▶ [TEXT TO READ]:
────

If your recursive algorithm uses the uri of the child instead of the name of
the child, then those kinds of mistakes just can't happen. Note that both the
child's name and the child's URI are included in the results of listing the
parent directory, so it isn't any harder to use the URI for this purpose.

In general, use names if you want "whatever object (whether file or
directory) is found by following this name (or sequence of names) when my
request reaches the server". Use URIs if you want "this particular object".

4. features for controlling your tahoe node from a standard web browser

a. uri redirect

  GET http://localhost:8011/uri?uri=$URI

  This causes a redirect to /uri/$URI, and retains any additional query
  arguments (like filename= or save=). This is for the convenience of web
  forms which allow the user to paste in a URI (obtained through some
  out-of-band channel, like IM or email).

  Note that this form merely redirects to the specific file or directory
  indicated by the URI: unlike the GET /uri/$URI form, you cannot traverse to
  children by appending additional path segments to the URL.

b. web page offering rename

  GET $URL?t=rename-form&name=$CHILDNAME

  This provides a useful facility to browser-based user interfaces. It
  returns a page containing a form targetting the "POST $URL t=rename"
  functionality described below, with the provided $CHILDNAME present in the
  'from_name' field of that form. I.e. this presents a form offering to
  rename $CHILDNAME, requesting the new name, and submitting POST rename.

c. POST forms

  POST $URL
  t=upload
  name=childname  (optional)

────

▶ [RECORDS SUPPLIED]:
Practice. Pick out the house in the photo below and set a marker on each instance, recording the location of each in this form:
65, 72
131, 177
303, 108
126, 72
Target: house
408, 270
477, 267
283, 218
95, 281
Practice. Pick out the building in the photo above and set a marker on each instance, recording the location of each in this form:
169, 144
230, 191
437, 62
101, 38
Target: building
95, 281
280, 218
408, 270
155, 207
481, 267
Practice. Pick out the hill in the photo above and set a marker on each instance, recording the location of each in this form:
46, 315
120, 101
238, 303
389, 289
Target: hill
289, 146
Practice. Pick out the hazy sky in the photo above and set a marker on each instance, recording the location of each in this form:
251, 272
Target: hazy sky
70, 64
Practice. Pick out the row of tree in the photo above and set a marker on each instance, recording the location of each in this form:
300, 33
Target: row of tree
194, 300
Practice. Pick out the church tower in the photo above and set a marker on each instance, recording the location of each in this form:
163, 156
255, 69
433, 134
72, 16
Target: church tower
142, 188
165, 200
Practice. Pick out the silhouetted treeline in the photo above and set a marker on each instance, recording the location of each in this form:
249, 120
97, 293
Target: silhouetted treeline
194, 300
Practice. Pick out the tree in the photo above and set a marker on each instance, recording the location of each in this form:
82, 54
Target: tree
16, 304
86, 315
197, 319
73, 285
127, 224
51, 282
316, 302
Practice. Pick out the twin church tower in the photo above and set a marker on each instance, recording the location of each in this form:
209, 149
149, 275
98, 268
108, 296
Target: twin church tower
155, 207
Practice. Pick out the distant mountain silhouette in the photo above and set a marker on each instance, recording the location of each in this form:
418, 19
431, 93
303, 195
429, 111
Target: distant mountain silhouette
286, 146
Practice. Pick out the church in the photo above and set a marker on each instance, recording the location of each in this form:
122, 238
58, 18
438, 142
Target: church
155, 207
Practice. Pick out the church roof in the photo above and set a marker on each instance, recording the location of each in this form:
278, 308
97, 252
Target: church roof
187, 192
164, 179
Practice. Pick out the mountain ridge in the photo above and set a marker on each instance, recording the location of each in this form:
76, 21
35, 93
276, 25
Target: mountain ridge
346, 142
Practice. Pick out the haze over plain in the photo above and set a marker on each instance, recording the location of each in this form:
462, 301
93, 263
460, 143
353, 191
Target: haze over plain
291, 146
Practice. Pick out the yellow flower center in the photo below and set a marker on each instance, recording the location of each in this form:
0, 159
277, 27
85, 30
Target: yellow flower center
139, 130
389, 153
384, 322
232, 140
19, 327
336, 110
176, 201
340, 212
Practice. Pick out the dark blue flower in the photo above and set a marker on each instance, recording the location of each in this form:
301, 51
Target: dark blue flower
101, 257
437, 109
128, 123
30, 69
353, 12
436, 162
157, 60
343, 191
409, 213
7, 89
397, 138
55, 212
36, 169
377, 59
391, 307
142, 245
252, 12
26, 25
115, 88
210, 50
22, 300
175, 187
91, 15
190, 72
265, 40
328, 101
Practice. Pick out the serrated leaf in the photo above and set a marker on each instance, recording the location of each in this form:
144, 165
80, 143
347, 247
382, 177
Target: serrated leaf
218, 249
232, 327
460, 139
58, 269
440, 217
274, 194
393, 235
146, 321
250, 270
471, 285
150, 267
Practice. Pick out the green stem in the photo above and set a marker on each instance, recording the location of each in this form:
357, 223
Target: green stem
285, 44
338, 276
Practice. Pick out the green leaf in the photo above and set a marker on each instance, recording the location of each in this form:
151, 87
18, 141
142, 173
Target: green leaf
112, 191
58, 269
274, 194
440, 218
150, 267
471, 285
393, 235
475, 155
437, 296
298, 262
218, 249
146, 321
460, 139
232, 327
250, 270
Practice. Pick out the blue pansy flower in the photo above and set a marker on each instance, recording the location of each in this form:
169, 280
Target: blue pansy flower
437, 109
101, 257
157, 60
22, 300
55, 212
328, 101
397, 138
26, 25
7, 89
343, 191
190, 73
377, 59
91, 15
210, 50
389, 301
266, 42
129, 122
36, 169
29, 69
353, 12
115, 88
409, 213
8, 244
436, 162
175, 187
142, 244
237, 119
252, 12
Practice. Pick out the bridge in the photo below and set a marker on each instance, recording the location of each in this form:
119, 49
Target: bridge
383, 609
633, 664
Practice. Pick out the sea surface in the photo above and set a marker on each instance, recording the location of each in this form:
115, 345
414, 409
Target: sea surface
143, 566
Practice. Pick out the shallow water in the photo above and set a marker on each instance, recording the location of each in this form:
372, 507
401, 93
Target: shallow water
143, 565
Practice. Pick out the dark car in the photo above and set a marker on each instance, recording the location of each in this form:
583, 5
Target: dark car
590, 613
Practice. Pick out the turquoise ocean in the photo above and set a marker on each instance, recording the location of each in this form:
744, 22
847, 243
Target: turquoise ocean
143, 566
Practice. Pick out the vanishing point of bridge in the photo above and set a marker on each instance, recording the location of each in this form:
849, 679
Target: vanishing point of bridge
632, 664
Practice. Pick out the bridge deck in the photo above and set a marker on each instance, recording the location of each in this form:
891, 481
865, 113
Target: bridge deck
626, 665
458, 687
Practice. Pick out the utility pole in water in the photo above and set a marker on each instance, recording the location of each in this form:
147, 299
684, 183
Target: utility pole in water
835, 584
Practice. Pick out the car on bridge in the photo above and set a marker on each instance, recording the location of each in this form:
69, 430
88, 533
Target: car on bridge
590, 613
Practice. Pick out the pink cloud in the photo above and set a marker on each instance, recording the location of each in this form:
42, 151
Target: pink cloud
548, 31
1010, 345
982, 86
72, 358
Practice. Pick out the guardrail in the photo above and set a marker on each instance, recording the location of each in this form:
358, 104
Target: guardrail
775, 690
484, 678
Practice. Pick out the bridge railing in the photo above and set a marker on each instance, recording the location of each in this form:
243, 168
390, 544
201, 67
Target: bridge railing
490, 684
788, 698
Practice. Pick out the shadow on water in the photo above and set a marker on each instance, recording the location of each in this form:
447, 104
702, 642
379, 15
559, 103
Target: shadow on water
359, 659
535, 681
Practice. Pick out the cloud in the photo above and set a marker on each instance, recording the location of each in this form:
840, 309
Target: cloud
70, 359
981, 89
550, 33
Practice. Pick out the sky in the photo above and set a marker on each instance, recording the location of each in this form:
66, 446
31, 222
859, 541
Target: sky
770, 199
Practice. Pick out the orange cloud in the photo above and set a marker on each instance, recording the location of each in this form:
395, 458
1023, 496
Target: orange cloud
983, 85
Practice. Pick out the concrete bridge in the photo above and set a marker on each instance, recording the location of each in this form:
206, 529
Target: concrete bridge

────

▶ [CHALLENGES]:
(a) From the Tahoe web interface notes, extract the stretch from "This causes a" through "IM or email).".
(b) Answer these questions using the Tahoe web interface notes:
(i) Which two query arguments does the uri redirect section give as examples of arguments it retains?
(ii) In the form returned by the rename page, which field holds the provided $CHILDNAME?
(iii) Which two things about a child are included in the results of listing the parent directory?

▶ [ANSWERS PROVIDED]:
(a)
This causes a redirect to /uri/$URI, and retains any additional query
  arguments (like filename= or save=). This is for the convenience of web
  forms which allow the user to paste in a URI (obtained through some
  out-of-band channel, like IM or email).

(b)
(i) filename= and save=
(ii) The 'from_name' field
(iii) The child's name and the child's URI